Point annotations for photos
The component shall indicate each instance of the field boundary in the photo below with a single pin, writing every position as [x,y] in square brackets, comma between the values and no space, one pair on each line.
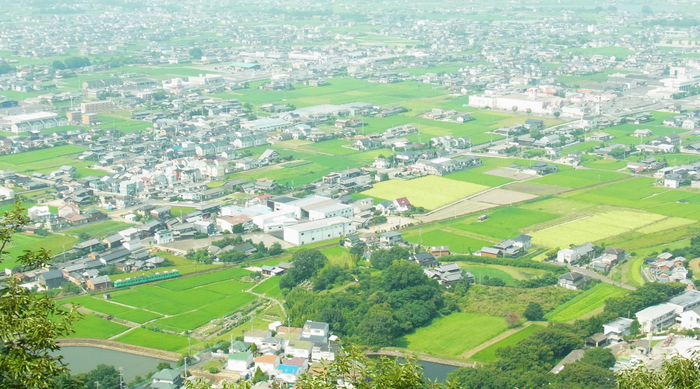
[118,346]
[496,339]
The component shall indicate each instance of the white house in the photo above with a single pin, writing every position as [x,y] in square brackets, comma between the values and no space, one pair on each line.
[690,319]
[657,317]
[164,237]
[39,212]
[256,336]
[617,328]
[267,363]
[7,193]
[687,300]
[318,230]
[239,362]
[298,348]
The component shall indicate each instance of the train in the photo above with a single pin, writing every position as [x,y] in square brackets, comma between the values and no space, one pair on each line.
[149,278]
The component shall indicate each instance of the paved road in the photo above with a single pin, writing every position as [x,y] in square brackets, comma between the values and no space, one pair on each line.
[592,274]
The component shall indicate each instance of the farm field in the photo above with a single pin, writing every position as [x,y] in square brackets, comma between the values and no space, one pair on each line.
[99,230]
[503,223]
[182,264]
[593,228]
[21,242]
[586,302]
[47,160]
[157,340]
[339,256]
[578,178]
[116,310]
[421,191]
[456,333]
[434,236]
[91,326]
[489,353]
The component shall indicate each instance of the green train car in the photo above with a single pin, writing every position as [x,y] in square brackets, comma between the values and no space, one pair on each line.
[149,278]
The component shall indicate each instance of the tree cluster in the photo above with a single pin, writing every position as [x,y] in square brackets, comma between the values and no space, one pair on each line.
[528,364]
[376,310]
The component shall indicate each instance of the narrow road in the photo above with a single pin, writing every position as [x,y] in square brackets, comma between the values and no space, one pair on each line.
[595,275]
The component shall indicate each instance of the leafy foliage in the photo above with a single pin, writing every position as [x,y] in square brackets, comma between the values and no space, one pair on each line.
[378,309]
[30,323]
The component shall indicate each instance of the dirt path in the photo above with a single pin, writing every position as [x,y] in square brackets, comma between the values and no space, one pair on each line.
[274,300]
[495,340]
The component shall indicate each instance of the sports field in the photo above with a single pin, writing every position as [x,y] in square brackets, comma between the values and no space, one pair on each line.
[93,303]
[593,228]
[99,230]
[586,302]
[429,192]
[489,353]
[456,333]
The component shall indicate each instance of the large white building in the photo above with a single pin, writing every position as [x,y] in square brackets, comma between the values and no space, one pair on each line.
[536,104]
[318,230]
[33,121]
[331,210]
[655,318]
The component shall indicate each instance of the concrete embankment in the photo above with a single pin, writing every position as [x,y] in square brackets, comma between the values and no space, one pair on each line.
[117,346]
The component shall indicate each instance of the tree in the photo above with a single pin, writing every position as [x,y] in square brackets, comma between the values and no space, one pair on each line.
[533,312]
[580,375]
[381,259]
[677,372]
[31,323]
[195,53]
[512,319]
[305,264]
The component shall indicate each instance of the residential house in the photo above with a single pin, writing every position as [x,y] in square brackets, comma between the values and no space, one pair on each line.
[167,379]
[239,362]
[617,329]
[439,251]
[390,238]
[267,363]
[572,280]
[656,318]
[424,259]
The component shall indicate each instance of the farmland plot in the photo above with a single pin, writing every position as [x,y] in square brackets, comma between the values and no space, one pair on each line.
[430,192]
[594,228]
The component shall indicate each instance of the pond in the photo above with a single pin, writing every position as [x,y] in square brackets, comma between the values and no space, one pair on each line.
[84,359]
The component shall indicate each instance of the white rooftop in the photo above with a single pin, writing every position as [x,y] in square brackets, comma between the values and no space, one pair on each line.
[316,224]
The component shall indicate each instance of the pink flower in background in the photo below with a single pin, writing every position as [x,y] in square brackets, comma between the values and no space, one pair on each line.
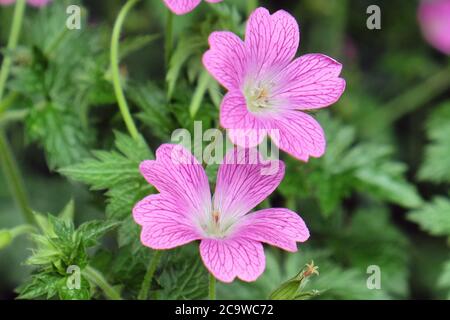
[231,237]
[184,6]
[434,18]
[34,3]
[268,89]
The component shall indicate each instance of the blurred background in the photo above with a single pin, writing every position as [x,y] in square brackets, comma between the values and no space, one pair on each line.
[380,195]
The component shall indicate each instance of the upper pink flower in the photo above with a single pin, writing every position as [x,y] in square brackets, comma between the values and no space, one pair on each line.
[34,3]
[267,88]
[231,237]
[434,18]
[184,6]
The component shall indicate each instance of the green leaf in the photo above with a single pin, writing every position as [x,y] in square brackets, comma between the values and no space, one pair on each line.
[6,238]
[349,167]
[434,217]
[186,48]
[68,212]
[185,278]
[155,112]
[41,286]
[81,293]
[444,278]
[436,167]
[93,230]
[60,132]
[131,45]
[334,282]
[373,239]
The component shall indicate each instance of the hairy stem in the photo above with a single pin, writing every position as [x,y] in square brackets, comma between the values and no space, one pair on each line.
[143,293]
[95,277]
[14,179]
[212,287]
[120,96]
[415,97]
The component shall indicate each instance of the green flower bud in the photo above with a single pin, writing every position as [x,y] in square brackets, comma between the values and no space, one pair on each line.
[292,289]
[5,238]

### TASK DETAILS
Write out the whole listing exactly, and drop the pictures.

### TASK RESULT
The component shall indicate each instance of the field boundary in the photo below with a single pin, writing every position as [x,y] in square brackets, comma between the values and no space, one pair on each line.
[118,346]
[496,339]
The component shall indicate each instance of the white house in the photo above with a single pin, writing every position as [x,y] in square brackets, comma between the values and no space, one pair on each line.
[690,319]
[657,317]
[164,237]
[39,212]
[256,336]
[617,328]
[267,363]
[7,193]
[687,300]
[318,230]
[239,362]
[298,348]
The component shall indicate each instance of the train in the photo above with a single pin, writing every position as [x,y] in square brackets, comma between the values and no space, one pair on each line.
[149,278]
The component shall indicate each instance of the paved road in the photo above with a single pin, writing every position as [x,y] in square brackets, comma between the values and no space, one pair on each line.
[592,274]
The component shall indicate each instance of the farm field in the photo above with a single pin, writing every position as [x,y] in square brackets, comma between the values and no space, one pair on each line.
[99,230]
[503,223]
[182,264]
[593,228]
[21,242]
[586,302]
[47,160]
[157,340]
[339,256]
[578,178]
[116,310]
[421,191]
[456,333]
[434,236]
[91,326]
[489,353]
The component shall indicate each instance of the green train car in the photo above with a single pin, writing every position as [x,y] in square brackets, comma between the values and no space, one pair on each line.
[149,278]
The component shall indicate each instance of the tree cluster in the photo above with a single pin, writing every position as [x,y] in square brackets, comma between the values and no space, one pair on each line.
[528,364]
[376,310]
The component shall indicate each instance of the narrow road in the photo above with a single pin, writing every position as [x,y] in square brackets, comma between the values and no space, one pair on each line.
[595,275]
The component shall indicate each instance of the leafy foliage in the photo above with a single pin, writing every position as [x,y] in square brackets, comma between the values and no space, one pair on each line.
[378,309]
[30,323]
The component shall indicate each instance of the dirt path in the photo above with a single pin, writing every position as [x,y] in square brackets, comma between the values and no space, one pair on each line.
[274,300]
[495,340]
The component shall indicate each instance of the sports field in the photo above with a single pin, writing every position as [x,y] in square brackets, comma between the values and no space, one pair on each line.
[93,303]
[593,228]
[99,230]
[586,302]
[429,192]
[489,353]
[456,333]
The component shall indicate each instance of the large white building in the photo above with a single pin, writing every position as [x,y] in square brackets, comma between the values and no space, one pair on each line.
[536,104]
[318,230]
[33,121]
[331,210]
[655,318]
The component shall indicate each instance of the concrete embankment in the photo above with a single pin, writing every position as [x,y] in square brackets, comma between the values and no space, one pair on each line.
[117,346]
The component shall indicate each instance of the tree in the photo above with a single pin, writing every position as [x,y] in square brackets, comma between the values and no space, one pair on each line.
[533,312]
[580,375]
[381,259]
[677,372]
[31,323]
[195,53]
[512,319]
[305,264]
The component shall indicate each instance of the residential house in the photo above with a single pin, writing every position as [x,y] in square brackets, comma between the values and no space, one pair on each line.
[167,379]
[239,362]
[617,329]
[439,251]
[390,238]
[267,363]
[572,280]
[656,318]
[424,259]
The component shall indicate each instance of the farmland plot in the photo above with a single pin, writing every position as [x,y] in square brackets, comma between the values and no space, one pair on each line.
[430,192]
[594,228]
The component shall indicate each instance of the pond in the photo above with a single pin, writing every position as [x,y] in square brackets, comma between the values and no space, one pair on each line.
[84,359]
The component shall indicate each instance of the white rooftop in the photo above with a single pin, writing every position as [x,y] in square brackets, comma between the values and no space, one pair on each line.
[316,224]
The component shall indicate each instance of the pink flower in background in the photo below with a single pin, writing every position as [x,y] in square brackets, comma between the values and no space, one pair on each line.
[231,237]
[184,6]
[434,18]
[34,3]
[268,89]
The component shall indicate each instance of the blurred background in the photo above with a single pin, writing every position as [x,y] in square brackets, comma between the values and no space, one pair on each line.
[380,195]
The component shall indicate each instance of the upper pink flower in the photo above with a single pin, writing every position as [x,y] in square brackets, comma between the values and no space, one pair on each line.
[34,3]
[267,88]
[231,237]
[434,18]
[184,6]
The component shall indicate each instance of the green leaf in the photo above with a single pin, writing every position as [x,y] in square brackets, comma between the values and no space, one pair on each line.
[6,238]
[349,167]
[434,217]
[186,48]
[68,212]
[185,278]
[155,112]
[41,286]
[81,293]
[444,278]
[436,167]
[93,230]
[60,132]
[131,45]
[334,282]
[373,239]
The component shall indicate each instance of the hairy stem in the photo above with a single pin, writing every position as [x,y] in square brackets, comma between the values and no space, one pair on each line.
[143,293]
[95,277]
[14,179]
[212,287]
[120,96]
[415,97]
The component shall indicate each instance of the green flower bud in the photo above with a single pin, writing every position as [x,y] in square brackets, comma between the values and no space, one pair on each line.
[292,289]
[5,238]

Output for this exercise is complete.